* **Try it**: Set the material down again exactly, line by line, skipping each picture.

* **Input data**:
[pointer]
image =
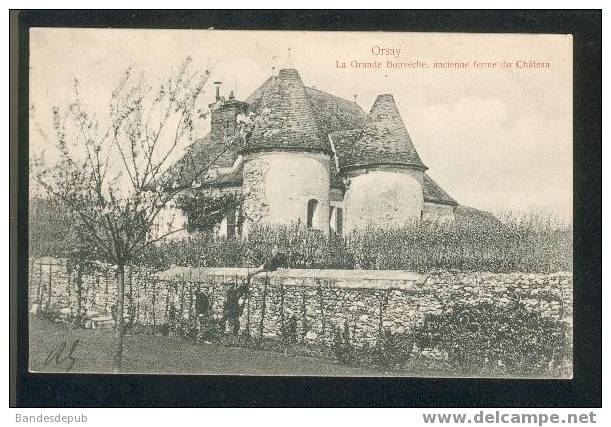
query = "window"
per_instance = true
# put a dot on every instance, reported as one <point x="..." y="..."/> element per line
<point x="339" y="220"/>
<point x="312" y="204"/>
<point x="231" y="224"/>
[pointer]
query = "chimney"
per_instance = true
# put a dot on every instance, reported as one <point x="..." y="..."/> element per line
<point x="218" y="90"/>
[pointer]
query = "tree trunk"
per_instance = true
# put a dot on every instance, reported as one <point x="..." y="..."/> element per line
<point x="119" y="320"/>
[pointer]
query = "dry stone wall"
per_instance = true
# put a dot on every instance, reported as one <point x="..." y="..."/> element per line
<point x="314" y="301"/>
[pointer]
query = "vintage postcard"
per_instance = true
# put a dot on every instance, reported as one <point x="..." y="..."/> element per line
<point x="212" y="202"/>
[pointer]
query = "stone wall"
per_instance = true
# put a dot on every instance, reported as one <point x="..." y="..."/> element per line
<point x="278" y="185"/>
<point x="318" y="300"/>
<point x="383" y="196"/>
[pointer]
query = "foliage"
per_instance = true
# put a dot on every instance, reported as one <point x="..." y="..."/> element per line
<point x="487" y="338"/>
<point x="204" y="211"/>
<point x="514" y="243"/>
<point x="112" y="172"/>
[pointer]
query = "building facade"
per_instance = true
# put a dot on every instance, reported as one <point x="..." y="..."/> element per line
<point x="314" y="159"/>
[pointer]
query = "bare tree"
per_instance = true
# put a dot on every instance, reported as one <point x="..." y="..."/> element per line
<point x="113" y="174"/>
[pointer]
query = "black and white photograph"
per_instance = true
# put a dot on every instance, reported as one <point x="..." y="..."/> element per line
<point x="280" y="203"/>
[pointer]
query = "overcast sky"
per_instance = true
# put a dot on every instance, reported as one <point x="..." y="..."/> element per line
<point x="496" y="139"/>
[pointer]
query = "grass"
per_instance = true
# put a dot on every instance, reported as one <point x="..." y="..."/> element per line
<point x="169" y="355"/>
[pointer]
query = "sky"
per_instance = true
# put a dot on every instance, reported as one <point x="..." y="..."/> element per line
<point x="494" y="137"/>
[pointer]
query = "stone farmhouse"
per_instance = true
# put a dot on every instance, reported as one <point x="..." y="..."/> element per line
<point x="314" y="159"/>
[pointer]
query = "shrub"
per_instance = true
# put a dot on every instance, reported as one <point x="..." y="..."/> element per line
<point x="525" y="243"/>
<point x="485" y="338"/>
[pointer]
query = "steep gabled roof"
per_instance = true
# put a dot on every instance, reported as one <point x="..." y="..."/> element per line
<point x="332" y="113"/>
<point x="287" y="119"/>
<point x="383" y="140"/>
<point x="433" y="193"/>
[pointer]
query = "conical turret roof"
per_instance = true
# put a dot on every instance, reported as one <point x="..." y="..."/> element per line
<point x="286" y="119"/>
<point x="383" y="140"/>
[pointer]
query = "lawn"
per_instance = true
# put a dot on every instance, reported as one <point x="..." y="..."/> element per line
<point x="165" y="355"/>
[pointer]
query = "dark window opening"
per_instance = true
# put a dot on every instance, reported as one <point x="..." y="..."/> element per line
<point x="231" y="224"/>
<point x="312" y="204"/>
<point x="339" y="221"/>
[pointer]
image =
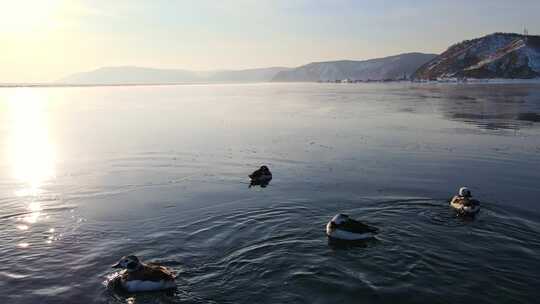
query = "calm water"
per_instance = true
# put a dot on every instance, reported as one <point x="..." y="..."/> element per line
<point x="90" y="174"/>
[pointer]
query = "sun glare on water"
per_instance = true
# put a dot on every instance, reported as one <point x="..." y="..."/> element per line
<point x="30" y="150"/>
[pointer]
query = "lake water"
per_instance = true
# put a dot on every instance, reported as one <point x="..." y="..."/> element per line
<point x="90" y="174"/>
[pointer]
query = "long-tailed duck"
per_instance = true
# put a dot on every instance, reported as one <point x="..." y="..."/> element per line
<point x="464" y="203"/>
<point x="342" y="227"/>
<point x="261" y="177"/>
<point x="138" y="276"/>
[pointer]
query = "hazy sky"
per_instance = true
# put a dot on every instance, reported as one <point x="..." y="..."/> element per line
<point x="43" y="40"/>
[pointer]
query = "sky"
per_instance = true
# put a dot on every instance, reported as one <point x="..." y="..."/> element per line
<point x="45" y="40"/>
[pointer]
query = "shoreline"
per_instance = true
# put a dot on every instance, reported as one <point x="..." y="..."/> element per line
<point x="468" y="81"/>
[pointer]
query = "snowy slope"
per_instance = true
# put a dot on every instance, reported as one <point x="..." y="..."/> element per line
<point x="498" y="55"/>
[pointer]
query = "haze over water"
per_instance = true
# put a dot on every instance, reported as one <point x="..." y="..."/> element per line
<point x="90" y="174"/>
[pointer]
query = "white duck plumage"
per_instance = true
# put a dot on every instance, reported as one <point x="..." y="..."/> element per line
<point x="138" y="276"/>
<point x="463" y="202"/>
<point x="342" y="227"/>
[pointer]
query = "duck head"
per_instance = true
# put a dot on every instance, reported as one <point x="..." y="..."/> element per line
<point x="339" y="219"/>
<point x="130" y="263"/>
<point x="464" y="192"/>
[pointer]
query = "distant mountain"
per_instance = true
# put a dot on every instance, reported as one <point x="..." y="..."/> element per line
<point x="393" y="67"/>
<point x="498" y="55"/>
<point x="130" y="75"/>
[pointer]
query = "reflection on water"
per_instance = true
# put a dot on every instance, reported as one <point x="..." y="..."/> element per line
<point x="30" y="149"/>
<point x="492" y="108"/>
<point x="161" y="173"/>
<point x="30" y="153"/>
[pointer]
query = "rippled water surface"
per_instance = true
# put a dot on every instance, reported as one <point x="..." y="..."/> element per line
<point x="90" y="174"/>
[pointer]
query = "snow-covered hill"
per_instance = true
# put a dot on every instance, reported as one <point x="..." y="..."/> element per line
<point x="498" y="55"/>
<point x="393" y="67"/>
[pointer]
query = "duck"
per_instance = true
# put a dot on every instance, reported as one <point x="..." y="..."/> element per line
<point x="342" y="227"/>
<point x="463" y="202"/>
<point x="260" y="177"/>
<point x="137" y="276"/>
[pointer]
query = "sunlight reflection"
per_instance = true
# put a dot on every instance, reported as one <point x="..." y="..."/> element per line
<point x="30" y="149"/>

* **Exercise solution**:
[pointer]
image =
query = "window"
per_instance = true
# put a dot on every instance, reported as one <point x="..." y="..."/> element per line
<point x="339" y="220"/>
<point x="312" y="204"/>
<point x="231" y="224"/>
[pointer]
query = "chimney"
per_instance = true
# put a dot on every instance, reported as one <point x="..." y="..."/> element per line
<point x="218" y="90"/>
[pointer]
query = "tree trunk"
per_instance = true
# put a dot on every instance, reported as one <point x="..." y="..."/> element per line
<point x="119" y="320"/>
[pointer]
query = "dry stone wall"
per_instance = true
# put a dot on every instance, reported as one <point x="..." y="..."/> element per line
<point x="314" y="301"/>
[pointer]
query = "vintage postcard"
per_instance = true
# put a dot on every instance, reported as one <point x="..." y="..."/> element per line
<point x="212" y="202"/>
[pointer]
query = "stone wall"
per_instance = true
# put a dot on every instance, reported as one <point x="..." y="..."/> element per line
<point x="278" y="185"/>
<point x="318" y="300"/>
<point x="383" y="196"/>
[pointer]
query = "foliage"
per_instance = true
# put a dot on every instance, reported as one <point x="..." y="..."/> element per line
<point x="487" y="338"/>
<point x="204" y="211"/>
<point x="514" y="243"/>
<point x="112" y="172"/>
[pointer]
query = "building facade"
per_instance = true
# put a dot on every instance, reported as one <point x="..." y="..."/> element per line
<point x="314" y="159"/>
[pointer]
query = "bare tree"
per_instance = true
# put a dot on every instance, reported as one <point x="..." y="..."/> element per line
<point x="113" y="174"/>
[pointer]
query = "black and white photograph"
per_instance = true
# put a dot on every instance, reported as one <point x="..." y="..."/> element per line
<point x="280" y="203"/>
[pointer]
query = "overcast sky"
per_instance = true
# put a dot on every instance, reported as one <point x="..." y="..."/> element per line
<point x="496" y="139"/>
[pointer]
query = "grass"
per_instance = true
# put a dot on every instance, reported as one <point x="..." y="..."/> element per line
<point x="169" y="355"/>
[pointer]
query = "sky"
per_instance = true
# put a dot on every instance, reported as one <point x="..." y="..."/> element per line
<point x="494" y="137"/>
[pointer]
query = "stone farmhouse"
per_instance = true
# put a dot on every instance, reported as one <point x="..." y="..."/> element per line
<point x="314" y="159"/>
[pointer]
query = "shrub"
per_instance = true
# put a dot on every instance, reported as one <point x="..." y="..."/> element per line
<point x="525" y="243"/>
<point x="485" y="338"/>
[pointer]
query = "steep gabled roof"
per_instance = true
# put a dot on every instance, reported as one <point x="..." y="..."/> element per line
<point x="332" y="113"/>
<point x="287" y="119"/>
<point x="383" y="140"/>
<point x="433" y="193"/>
[pointer]
query = "conical turret roof"
per_instance = true
# put a dot on every instance, reported as one <point x="..." y="..."/> element per line
<point x="286" y="119"/>
<point x="383" y="140"/>
[pointer]
query = "lawn"
per_instance = true
# put a dot on every instance, reported as one <point x="..." y="..."/> element per line
<point x="165" y="355"/>
[pointer]
query = "dark window opening"
per_instance = true
# put a dot on every instance, reported as one <point x="..." y="..."/> element per line
<point x="231" y="224"/>
<point x="312" y="204"/>
<point x="339" y="221"/>
[pointer]
image =
query = "calm water"
per_instance = true
# put a dot on every instance, reported as one <point x="..." y="..."/> element per line
<point x="90" y="174"/>
[pointer]
query = "sun glare on water"
per_instance = true
# put a dot on every instance, reported as one <point x="..." y="..."/> element per line
<point x="30" y="150"/>
[pointer]
query = "lake water"
per_instance = true
# put a dot on every instance, reported as one <point x="..." y="..."/> element per line
<point x="90" y="174"/>
[pointer]
query = "long-tailed duck"
per_instance = true
# put a dot on every instance, reported as one <point x="..." y="..."/> element per line
<point x="464" y="203"/>
<point x="342" y="227"/>
<point x="261" y="177"/>
<point x="138" y="276"/>
[pointer]
query = "hazy sky"
per_instance = true
# put a dot on every instance, reported as one <point x="..." y="..."/> element per line
<point x="43" y="40"/>
[pointer]
query = "sky"
per_instance = true
# put a dot on every instance, reported as one <point x="..." y="..."/> element per line
<point x="45" y="40"/>
[pointer]
query = "shoreline"
per_instance = true
# put a dot on every instance, reported as one <point x="..." y="..."/> element per line
<point x="468" y="81"/>
[pointer]
query = "snowy slope"
per_instance = true
# put a dot on every instance, reported as one <point x="..." y="..."/> element per line
<point x="498" y="55"/>
[pointer]
query = "haze over water"
per_instance = true
# put a dot on every instance, reported as one <point x="..." y="..."/> element per line
<point x="90" y="174"/>
[pointer]
query = "white duck plumage"
per_instance = true
# put a dot on every instance, reported as one <point x="..." y="..."/> element per line
<point x="138" y="276"/>
<point x="463" y="202"/>
<point x="342" y="227"/>
[pointer]
query = "duck head"
per_instance = true
# put a dot on every instance, reported as one <point x="..." y="..."/> element per line
<point x="339" y="219"/>
<point x="130" y="263"/>
<point x="464" y="192"/>
[pointer]
query = "distant mountain"
per_instance = true
# put a dot on every instance, reported as one <point x="..." y="..."/> element per line
<point x="393" y="67"/>
<point x="498" y="55"/>
<point x="130" y="75"/>
[pointer]
query = "reflection on water"
per_instance = true
# put a dot on every instance, reported as one <point x="..." y="..."/> element per line
<point x="30" y="149"/>
<point x="492" y="108"/>
<point x="161" y="173"/>
<point x="30" y="153"/>
[pointer]
query = "rippled water surface"
per_instance = true
# put a dot on every instance, reported as one <point x="..." y="..."/> element per line
<point x="90" y="174"/>
[pointer]
query = "snow-covered hill"
per_instance = true
# put a dot on every instance, reported as one <point x="..." y="..."/> element per line
<point x="498" y="55"/>
<point x="393" y="67"/>
[pointer]
query = "duck"
per_instance = true
# put a dot on every instance, reported as one <point x="..." y="..."/> element per line
<point x="342" y="227"/>
<point x="463" y="202"/>
<point x="260" y="177"/>
<point x="137" y="276"/>
[pointer]
query = "sunlight reflection"
per_instance = true
# put a dot on every instance, reported as one <point x="..." y="..."/> element per line
<point x="30" y="149"/>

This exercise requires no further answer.